*Obiettivo 1*.
Rispondi a queste domande sull'articolo sui rom rimpatriati in Romania, segnando le risposte con le stesse lettere.
(a) Quanti rom rimpatriati dalla Francia arrivano al vecchio aeroporto Banesa di Bucarest?
(b) Da quali città partono i due charter della Blue Air?
(c) A quale città porta la strada su cui si trova Barbulesti, insieme al mare del litorale romeno?
*Obiettivo 2*.
Trascrivi dall'articolo sui rom rimpatriati in Romania il brano che si apre con le parole contenenti "I due charter" e si chiude con "si chiama Urziceni.".

RENATO CAPRILE, la Repubblica 28/8/2010, 28 agosto 2010
ROMANIA, IL MESTO RIENTRO DEI GITANI "TROPPO FACILE PRENDERSELA CON NOI" - BARBULESTI (ROMANIA)
Non ci sono né telecamere né giornalisti al vecchio aeroporto Banesa di Bucarest. L´arrivo degli ultimi 283 rom rimpatriati dalla Francia è evidentemente una non notizia per i media locali. Tanto ripartiranno, si dice. E comunque meglio fuori che qui. Ecco perché nel vecchio scalo ci sono solo poliziotti, quasi a rimarcare l´indifferenza dei romeni per una storia che sta invece indignando l´Europa.
I due charter della Blue Air, partiti da Lione e Parigi, atterrano alle 16 in punto. Una cinquantina di minuti dopo una folla, composta in prevalenza da donne e bambini, riprende mestamente la via di casa, che è una parola grossa per chi una casa non ce l´ha mai avuta. Più giusto dire la via del ritorno al misero borgo dal quale si sono mossi o fuggiti. Come Barbulesti, che è soltanto uno dei tanti villaggi a stragrande maggioranza gitana sulla strada che porta a Costanza e al mare del litorale romeno. A cinquantasette chilometri dalla capitale, a distanza di sicurezza cioè, alla periferia di una media città che si chiama Urziceni.

(Voci di dati)
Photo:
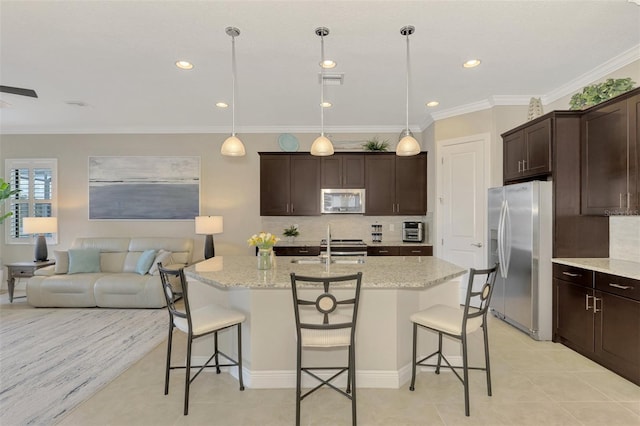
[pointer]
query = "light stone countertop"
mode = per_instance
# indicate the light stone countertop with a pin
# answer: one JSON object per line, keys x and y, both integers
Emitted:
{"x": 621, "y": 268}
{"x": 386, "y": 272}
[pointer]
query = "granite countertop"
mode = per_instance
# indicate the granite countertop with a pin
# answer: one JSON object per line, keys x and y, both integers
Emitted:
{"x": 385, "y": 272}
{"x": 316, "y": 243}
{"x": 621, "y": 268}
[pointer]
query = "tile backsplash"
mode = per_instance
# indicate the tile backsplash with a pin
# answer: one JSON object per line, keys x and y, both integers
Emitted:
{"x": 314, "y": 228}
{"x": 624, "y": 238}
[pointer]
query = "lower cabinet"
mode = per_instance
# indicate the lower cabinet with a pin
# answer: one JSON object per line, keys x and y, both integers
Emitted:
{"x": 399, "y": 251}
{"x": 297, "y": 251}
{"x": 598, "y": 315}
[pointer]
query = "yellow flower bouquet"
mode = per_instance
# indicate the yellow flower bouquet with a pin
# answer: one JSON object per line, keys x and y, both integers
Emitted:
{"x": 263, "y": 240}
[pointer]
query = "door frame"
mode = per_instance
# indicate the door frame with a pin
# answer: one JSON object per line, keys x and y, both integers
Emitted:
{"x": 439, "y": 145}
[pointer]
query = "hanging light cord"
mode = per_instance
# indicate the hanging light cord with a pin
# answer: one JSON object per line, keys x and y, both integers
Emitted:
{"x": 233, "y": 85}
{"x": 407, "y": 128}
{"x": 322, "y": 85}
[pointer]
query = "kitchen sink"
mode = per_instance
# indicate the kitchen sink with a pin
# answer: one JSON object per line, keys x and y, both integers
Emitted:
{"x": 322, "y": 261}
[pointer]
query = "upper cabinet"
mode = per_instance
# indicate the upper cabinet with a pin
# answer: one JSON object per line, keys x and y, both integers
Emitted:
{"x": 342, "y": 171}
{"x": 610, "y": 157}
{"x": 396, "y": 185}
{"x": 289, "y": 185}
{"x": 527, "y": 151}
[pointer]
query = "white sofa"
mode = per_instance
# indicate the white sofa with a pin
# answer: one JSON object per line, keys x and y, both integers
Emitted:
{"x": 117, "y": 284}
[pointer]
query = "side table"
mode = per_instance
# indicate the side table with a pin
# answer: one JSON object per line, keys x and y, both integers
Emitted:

*Risposta completa 1*.
(a) 283
(b) Lione e Parigi
(c) Costanza

*Risposta completa 2*.
I due charter della Blue Air, partiti da Lione e Parigi, atterrano alle 16 in punto. Una cinquantina di minuti dopo una folla, composta in prevalenza da donne e bambini, riprende mestamente la via di casa, che è una parola grossa per chi una casa non ce l´ha mai avuta. Più giusto dire la via del ritorno al misero borgo dal quale si sono mossi o fuggiti. Come Barbulesti, che è soltanto uno dei tanti villaggi a stragrande maggioranza gitana sulla strada che porta a Costanza e al mare del litorale romeno. A cinquantasette chilometri dalla capitale, a distanza di sicurezza cioè, alla periferia di una media città che si chiama Urziceni.